━━━━━ Exercise input ━━━━━
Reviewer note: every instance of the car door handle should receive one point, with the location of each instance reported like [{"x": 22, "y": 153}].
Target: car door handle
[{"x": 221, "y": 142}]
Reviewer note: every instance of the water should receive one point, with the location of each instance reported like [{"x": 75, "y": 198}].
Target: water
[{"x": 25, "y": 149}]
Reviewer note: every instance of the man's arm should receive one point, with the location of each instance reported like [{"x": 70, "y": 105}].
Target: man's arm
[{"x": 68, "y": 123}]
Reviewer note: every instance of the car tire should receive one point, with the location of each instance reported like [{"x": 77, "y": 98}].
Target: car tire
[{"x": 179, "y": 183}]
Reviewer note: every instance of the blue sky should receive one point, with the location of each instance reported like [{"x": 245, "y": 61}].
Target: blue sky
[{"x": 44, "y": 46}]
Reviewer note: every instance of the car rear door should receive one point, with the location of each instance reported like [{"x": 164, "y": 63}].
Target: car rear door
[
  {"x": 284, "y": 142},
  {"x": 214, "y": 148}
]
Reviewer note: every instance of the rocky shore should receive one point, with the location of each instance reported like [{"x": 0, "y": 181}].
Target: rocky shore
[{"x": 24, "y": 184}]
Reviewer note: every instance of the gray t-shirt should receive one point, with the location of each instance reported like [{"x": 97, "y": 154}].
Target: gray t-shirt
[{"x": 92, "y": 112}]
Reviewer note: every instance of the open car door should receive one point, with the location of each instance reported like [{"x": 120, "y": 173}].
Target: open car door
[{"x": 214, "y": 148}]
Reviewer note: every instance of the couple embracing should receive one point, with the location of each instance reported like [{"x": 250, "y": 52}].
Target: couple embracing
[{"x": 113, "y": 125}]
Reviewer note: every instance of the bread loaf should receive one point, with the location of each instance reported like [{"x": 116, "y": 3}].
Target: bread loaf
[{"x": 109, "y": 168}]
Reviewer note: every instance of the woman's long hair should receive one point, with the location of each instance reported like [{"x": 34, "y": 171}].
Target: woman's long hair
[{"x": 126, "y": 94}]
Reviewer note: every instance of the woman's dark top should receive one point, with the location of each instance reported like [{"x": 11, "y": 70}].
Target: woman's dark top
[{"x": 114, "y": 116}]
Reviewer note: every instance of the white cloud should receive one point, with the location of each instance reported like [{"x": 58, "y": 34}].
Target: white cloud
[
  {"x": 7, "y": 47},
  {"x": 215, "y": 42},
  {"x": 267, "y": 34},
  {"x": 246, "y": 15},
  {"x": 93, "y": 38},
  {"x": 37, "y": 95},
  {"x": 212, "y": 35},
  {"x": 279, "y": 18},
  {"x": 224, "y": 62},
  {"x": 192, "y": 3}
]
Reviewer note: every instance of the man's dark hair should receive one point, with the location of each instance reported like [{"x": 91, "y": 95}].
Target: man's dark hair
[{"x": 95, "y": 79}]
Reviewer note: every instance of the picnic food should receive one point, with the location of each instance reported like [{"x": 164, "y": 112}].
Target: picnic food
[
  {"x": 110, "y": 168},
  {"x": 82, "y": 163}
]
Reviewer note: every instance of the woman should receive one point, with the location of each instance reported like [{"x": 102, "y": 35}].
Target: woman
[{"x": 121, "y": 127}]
━━━━━
--- Instruction ---
Repeat the material above in full, keeping every word.

--- Written answer ---
Reviewer note: every instance of the car door handle should receive one point, with the location of each instance reported like [{"x": 22, "y": 153}].
Target: car door handle
[{"x": 221, "y": 142}]
Reviewer note: every instance of the water should receive one point, with the location of each instance reported like [{"x": 75, "y": 198}].
Target: water
[{"x": 25, "y": 149}]
Reviewer note: every instance of the man's arm should receive one point, with the location of each instance reported like [{"x": 70, "y": 105}].
Target: man's arm
[{"x": 68, "y": 123}]
Reviewer note: every instance of the car tire should receive one point, with the location of each instance reported like [{"x": 77, "y": 98}].
Target: car tire
[{"x": 179, "y": 183}]
Reviewer note: every instance of the blue sky should receive one point, with the location of each instance reported like [{"x": 245, "y": 61}].
Target: blue sky
[{"x": 44, "y": 46}]
Reviewer note: every instance of the car rear door should receive one point, with the location of each instance reported like [{"x": 164, "y": 63}].
Target: car rear door
[
  {"x": 284, "y": 142},
  {"x": 214, "y": 148}
]
Reviewer note: every instance of the rocky shore should receive one point, with the location of each instance reported like [{"x": 0, "y": 181}].
Target: rocky shore
[{"x": 24, "y": 184}]
Reviewer note: every instance of the gray t-shirt should receive one point, with the location of each instance reported like [{"x": 97, "y": 154}].
Target: gray t-shirt
[{"x": 92, "y": 112}]
Reviewer note: every instance of the open car door should receive one point, with the location of each instance reported like [{"x": 120, "y": 173}].
Target: open car door
[{"x": 214, "y": 148}]
Reviewer note: every instance of the couple embracing should receive one point, with the location of each instance reported like [{"x": 250, "y": 52}].
Target: couple embracing
[{"x": 113, "y": 125}]
Reviewer note: every instance of the bread loaf should receive one point, with the location of each instance reported like [{"x": 116, "y": 3}].
Target: bread loaf
[{"x": 109, "y": 168}]
Reviewer note: every instance of the woman's long hair should receive one point, with the location of each instance reported like [{"x": 34, "y": 171}].
Target: woman's long hair
[{"x": 126, "y": 94}]
Reviewer note: every instance of the woman's dark top should receive one point, with the location of each instance reported like [{"x": 11, "y": 70}].
Target: woman's dark top
[{"x": 114, "y": 116}]
Reviewer note: every instance of the white cloud should receive one point, with the location of each instance reported like [{"x": 58, "y": 34}].
Target: white cloud
[
  {"x": 7, "y": 47},
  {"x": 215, "y": 42},
  {"x": 267, "y": 34},
  {"x": 246, "y": 15},
  {"x": 93, "y": 38},
  {"x": 37, "y": 95},
  {"x": 212, "y": 35},
  {"x": 279, "y": 18},
  {"x": 224, "y": 62},
  {"x": 192, "y": 3}
]
Reviewer note: every instance of the man's dark hair should receive one point, with the location of each instance reported like [{"x": 91, "y": 95}].
Target: man's dark hair
[{"x": 95, "y": 79}]
Reviewer note: every instance of the picnic food should receive one point, with the location of each instance reported like [{"x": 164, "y": 112}].
Target: picnic food
[
  {"x": 110, "y": 168},
  {"x": 82, "y": 163}
]
Reviewer note: every instance of the woman should receive one point, with the location of each instance reported like [{"x": 102, "y": 35}].
Target: woman
[{"x": 121, "y": 127}]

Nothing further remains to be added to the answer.